(A run of records)
◆ ◆ ◆ ◆ ◆
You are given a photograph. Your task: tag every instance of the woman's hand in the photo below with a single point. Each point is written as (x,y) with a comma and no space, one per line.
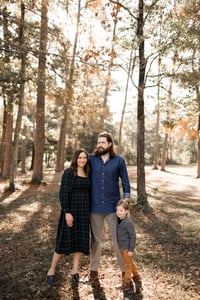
(69,219)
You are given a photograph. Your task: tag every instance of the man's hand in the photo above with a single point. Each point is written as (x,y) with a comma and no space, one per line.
(69,219)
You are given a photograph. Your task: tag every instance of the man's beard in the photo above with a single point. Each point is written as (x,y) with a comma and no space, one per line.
(101,151)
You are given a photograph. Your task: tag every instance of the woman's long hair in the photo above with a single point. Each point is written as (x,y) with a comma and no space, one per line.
(74,166)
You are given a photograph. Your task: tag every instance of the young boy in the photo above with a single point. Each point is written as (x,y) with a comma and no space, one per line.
(126,239)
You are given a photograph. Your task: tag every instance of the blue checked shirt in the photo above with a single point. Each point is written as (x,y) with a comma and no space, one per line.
(105,183)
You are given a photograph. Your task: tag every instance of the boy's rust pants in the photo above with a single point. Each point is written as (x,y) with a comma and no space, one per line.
(131,271)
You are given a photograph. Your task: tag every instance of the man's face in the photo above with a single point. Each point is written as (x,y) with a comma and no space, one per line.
(103,146)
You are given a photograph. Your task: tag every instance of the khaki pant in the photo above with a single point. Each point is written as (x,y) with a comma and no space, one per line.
(97,227)
(130,267)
◆ ◆ ◆ ◆ ◆
> Problem to solve
Can you transcribe the records above word for word, starting at the line that contains "the man's beard" and ending with the last line of the records?

> Full output
You are given a photograph. Your task: tag every instance of the man's beard in the photo above with a single point. Each point is written as (x,y) with a comma and no space, one per line.
(101,151)
You are given a photograph. Your task: tag every instance of the woman's long hair in the photo above with a single point. Each point is written as (x,y) with a comma and no space, one per line.
(74,166)
You are given a photograph. Your task: tag every instance of the young boy in the photo above with a single point. Each point is written as (x,y) with a comma and no space, one per line.
(126,239)
You are given a photograph. Your task: tag every instance of the blue checked shirt in the photo above with a single point. Each point is written as (x,y) with a comma and no space, one per line.
(105,183)
You are given a photograph. Your task: tag every instance of the boy's rust pants in the photo above with a single point. Each point is written as (x,y) with a comma and no space, one per line.
(131,271)
You are given a photograph. Your task: tag every instance of the man's face in the photo above with a single point. Each point is written as (x,y) with a comma and no space, one per line.
(103,146)
You are given a photograph. Your task: tag every instance of the khaki pant in the photo above with a single point. Each point is written as (x,y) with a comma and no space, one per line.
(97,227)
(130,267)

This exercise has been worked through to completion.